Dataset records:

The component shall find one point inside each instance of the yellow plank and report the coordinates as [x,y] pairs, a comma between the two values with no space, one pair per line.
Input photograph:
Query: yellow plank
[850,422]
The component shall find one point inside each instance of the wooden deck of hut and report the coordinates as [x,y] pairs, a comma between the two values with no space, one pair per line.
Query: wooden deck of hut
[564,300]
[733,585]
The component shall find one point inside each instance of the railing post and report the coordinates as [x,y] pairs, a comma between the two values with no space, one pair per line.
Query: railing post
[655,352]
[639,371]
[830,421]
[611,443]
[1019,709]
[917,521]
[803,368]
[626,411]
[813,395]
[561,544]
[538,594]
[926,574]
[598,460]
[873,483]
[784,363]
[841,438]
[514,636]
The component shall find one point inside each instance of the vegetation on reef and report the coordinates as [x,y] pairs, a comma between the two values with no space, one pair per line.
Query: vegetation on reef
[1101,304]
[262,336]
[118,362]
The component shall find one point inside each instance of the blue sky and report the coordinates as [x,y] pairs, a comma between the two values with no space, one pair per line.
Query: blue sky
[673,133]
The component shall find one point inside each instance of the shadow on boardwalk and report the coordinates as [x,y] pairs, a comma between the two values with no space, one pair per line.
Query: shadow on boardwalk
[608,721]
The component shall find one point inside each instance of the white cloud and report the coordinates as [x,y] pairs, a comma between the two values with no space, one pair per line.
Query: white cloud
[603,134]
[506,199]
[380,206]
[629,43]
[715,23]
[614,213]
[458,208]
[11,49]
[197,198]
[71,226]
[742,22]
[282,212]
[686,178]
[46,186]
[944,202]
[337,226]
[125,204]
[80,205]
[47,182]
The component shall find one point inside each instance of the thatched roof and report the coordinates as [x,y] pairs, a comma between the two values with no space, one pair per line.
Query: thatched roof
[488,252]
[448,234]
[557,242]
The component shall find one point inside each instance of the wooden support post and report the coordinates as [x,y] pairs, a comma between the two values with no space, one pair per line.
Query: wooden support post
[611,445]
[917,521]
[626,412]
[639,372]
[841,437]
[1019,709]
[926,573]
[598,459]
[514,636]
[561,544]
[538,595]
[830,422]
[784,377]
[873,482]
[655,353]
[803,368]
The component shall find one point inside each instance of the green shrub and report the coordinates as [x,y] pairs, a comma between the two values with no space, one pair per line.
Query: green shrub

What the task requires:
Repeat the lines from the one containing "of the green" through the end of the records, inclusive, renaming "shrub" to "bush" and leaving everything else unchanged.

Response to this exercise:
The component shall find one point inside each instance of the green bush and report the coordinates as [x,y] pairs, a comma between the two values with no space, one pair per line.
Query: green bush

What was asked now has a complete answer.